_Brano scelto_

------------

Tiradentes è piccola, vado a piedi fino al centro storico perfettamente conservato, completamente adattato al turismo, le vecchie case coloniali adibite a negozi di souvenir, ristoranti e care posadas. È piacevole ma molto turistica, praticamente si trova nel centro di un triangolo formato dalle tre più ricche città brasiliane. Squadroni di turisti e studenti scendono dagli autobus e invadono le strade. Io sono sceso dal treno e non da un autobus turistico, ma son pur sempre uno di loro e così percorro le salite e le discese in cerca delle attrattive di Tiradentes, come varie chiese e negozi.

------------

_Materiale raccolto_
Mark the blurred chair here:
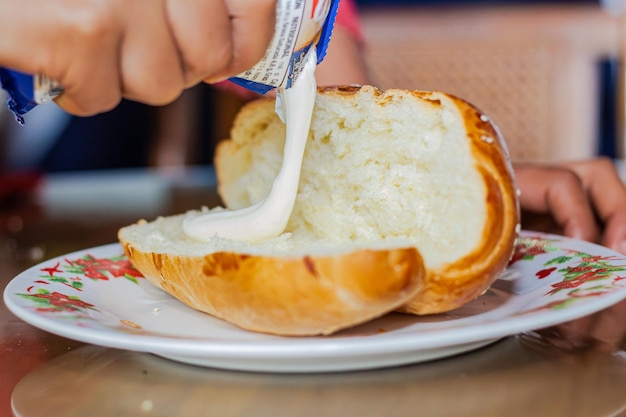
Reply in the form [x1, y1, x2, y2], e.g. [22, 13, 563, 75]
[361, 4, 619, 162]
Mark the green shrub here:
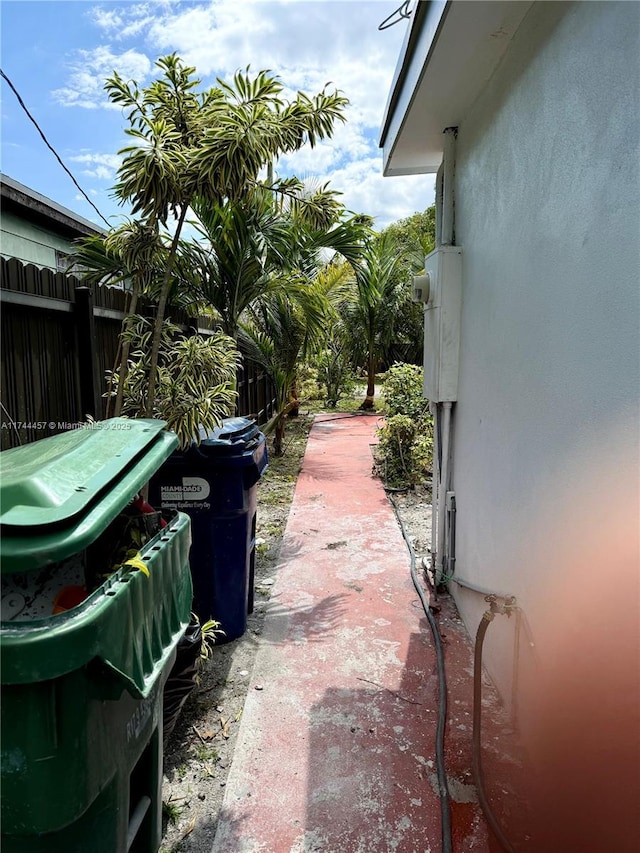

------------

_Compiti scritti_
a. Rispondi in base al brano su Tiradentes:
(i) A che cosa sono adibite le vecchie case coloniali?
(ii) Da dove scendono gli squadroni di turisti e studenti?
(iii) Da quale mezzo è sceso chi scrive?
b. Ricopia dal brano su Tiradentes tutto ciò che va da "Tiradentes è piccola, vado" fino a "chiese e negozi.".

_I risultati_
a.
(i) A negozi di souvenir, ristoranti e care posadas.
(ii) Dagli autobus.
(iii) Dal treno.

b.
Tiradentes è piccola, vado a piedi fino al centro storico perfettamente conservato, completamente adattato al turismo, le vecchie case coloniali adibite a negozi di souvenir, ristoranti e care posadas. È piacevole ma molto turistica, praticamente si trova nel centro di un triangolo formato dalle tre più ricche città brasiliane. Squadroni di turisti e studenti scendono dagli autobus e invadono le strade. Io sono sceso dal treno e non da un autobus turistico, ma son pur sempre uno di loro e così percorro le salite e le discese in cerca delle attrattive di Tiradentes, come varie chiese e negozi.